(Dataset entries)
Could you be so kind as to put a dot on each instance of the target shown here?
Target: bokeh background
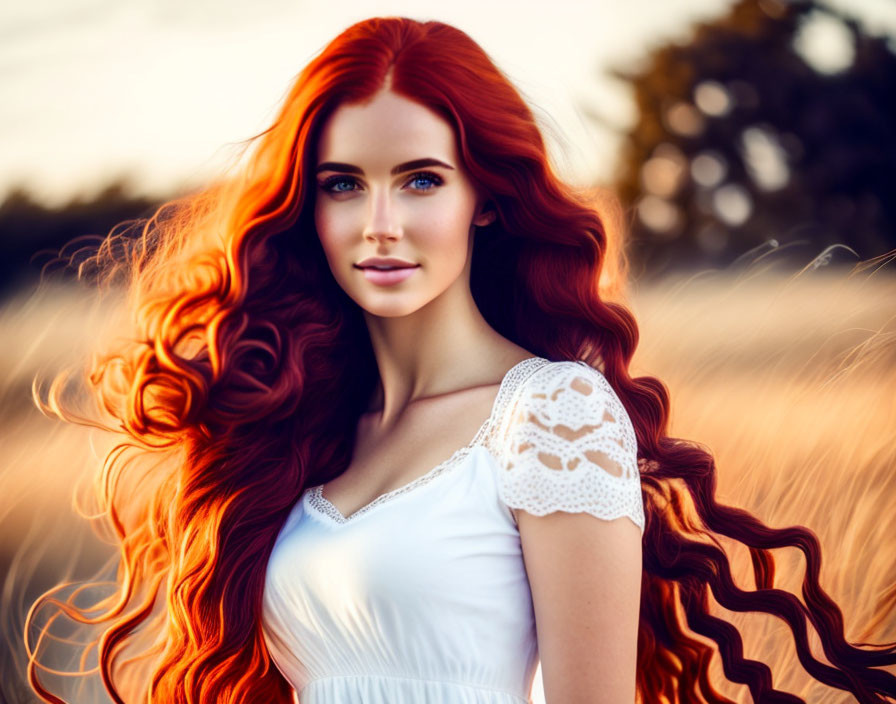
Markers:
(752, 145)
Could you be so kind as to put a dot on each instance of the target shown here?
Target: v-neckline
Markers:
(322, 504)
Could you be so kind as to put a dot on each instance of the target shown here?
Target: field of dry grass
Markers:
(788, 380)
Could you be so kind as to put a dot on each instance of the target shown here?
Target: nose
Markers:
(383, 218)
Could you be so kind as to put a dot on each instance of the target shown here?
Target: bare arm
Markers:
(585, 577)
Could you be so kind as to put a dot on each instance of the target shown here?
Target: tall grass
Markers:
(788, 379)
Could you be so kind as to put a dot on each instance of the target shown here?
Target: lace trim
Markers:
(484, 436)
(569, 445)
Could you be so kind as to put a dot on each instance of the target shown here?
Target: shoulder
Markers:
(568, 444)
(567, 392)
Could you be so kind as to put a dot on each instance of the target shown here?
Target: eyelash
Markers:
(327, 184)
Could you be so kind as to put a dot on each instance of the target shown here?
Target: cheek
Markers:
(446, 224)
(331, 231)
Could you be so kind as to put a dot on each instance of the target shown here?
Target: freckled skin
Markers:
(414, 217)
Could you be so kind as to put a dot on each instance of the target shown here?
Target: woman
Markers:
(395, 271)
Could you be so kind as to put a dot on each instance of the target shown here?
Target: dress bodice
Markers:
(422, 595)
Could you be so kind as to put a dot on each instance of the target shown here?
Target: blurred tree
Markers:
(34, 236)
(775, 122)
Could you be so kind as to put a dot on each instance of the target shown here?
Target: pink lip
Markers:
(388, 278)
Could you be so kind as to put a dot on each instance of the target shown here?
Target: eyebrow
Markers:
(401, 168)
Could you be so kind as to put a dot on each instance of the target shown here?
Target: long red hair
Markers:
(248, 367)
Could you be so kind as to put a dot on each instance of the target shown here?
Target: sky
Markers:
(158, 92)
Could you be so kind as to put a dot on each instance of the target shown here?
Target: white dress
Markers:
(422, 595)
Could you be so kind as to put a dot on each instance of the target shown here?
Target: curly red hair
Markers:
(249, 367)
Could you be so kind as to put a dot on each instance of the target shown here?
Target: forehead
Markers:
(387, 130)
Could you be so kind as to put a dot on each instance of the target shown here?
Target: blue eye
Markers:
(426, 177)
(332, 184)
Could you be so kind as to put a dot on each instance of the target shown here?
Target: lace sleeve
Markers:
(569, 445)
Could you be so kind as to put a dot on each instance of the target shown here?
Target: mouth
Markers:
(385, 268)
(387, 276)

Given instruction
Write out the entries again, exactly as given, skipping any images.

Output below
Could you be so kind as to put a dot on each instance of the target shown here?
Target: bokeh background
Markers:
(752, 145)
Could you be so kind as to put a dot on each instance of the target shown here?
Target: v-neckline
Markers:
(322, 504)
Could you be so kind as to put a dot on each instance of the target shown here?
Target: field of dry grass
Markers:
(788, 380)
Could you be so kind as to put a dot on each instance of the target shown here?
Target: nose
Markers:
(383, 218)
Could you be so kind as to put a dot on each instance of the target shown here?
Target: bare arm
Markers:
(585, 577)
Could you be so kind as to put a dot on each instance of the target shown here?
Target: tall grass
Markers:
(788, 379)
Could you be so kind as to put a dot on each instance of the target shown here?
Target: lace trim
Markers:
(484, 436)
(569, 445)
Could you be so kind as to put a dot on each instance of the target shown here?
Target: shoulder
Markers:
(568, 444)
(567, 392)
Could you be so kind as to put a dot on each instance of the target shown here?
Target: eyelash
Markers:
(327, 184)
Could you be so kind as to put a dot on each instance of the target shown here?
Target: cheek
Markers:
(446, 224)
(331, 231)
Could you be so kind as to put a dot on each instance of the target shown here?
Target: freckled skin
Markers:
(414, 217)
Could you be so kind as to put a dot on each instance of the target shown here?
Target: woman
Markers:
(395, 271)
Could you be so kind as to put a dot on each instance of the target shown here?
Target: dress bodice
Markers:
(422, 595)
Could you be so kind as to put a dot on each instance of the target shown here?
Target: blurred tree
Markers:
(34, 236)
(775, 122)
Could you be so kind as to put a dot on each instance of the target shown here?
Target: pink lip
Markers:
(388, 278)
Could you be so kind as to put a dot on each instance of the target shown here?
Target: eyebrow
Markers:
(401, 168)
Could you be so kind as to put a dot on each instance of the target shown here?
Target: long red hair
Markers:
(248, 367)
Could you be so kind as to put a dot on each instance of the target shown here?
Target: sky
Markers:
(158, 92)
Could you be so kind as to put a dot on each instance of the target shown here?
Target: white dress
Markers:
(422, 595)
Could you be so kind as to put a dot on each instance of the target shown here?
Target: curly red hair
Markers:
(249, 367)
Could you be so kind as to put a dot on each instance of the target shown here?
Target: forehead
Markers:
(387, 130)
Could you be so kind as to put a dot on each instance of the target shown here?
Target: blue eye
Markers:
(426, 177)
(332, 184)
Could you be so kind as to put a dot on each instance of the target shown here?
Target: lace sleeve
Markers:
(569, 445)
Could you be so kind as to put a dot on each instance of the target shown here?
Target: mouth
Markers:
(385, 268)
(387, 276)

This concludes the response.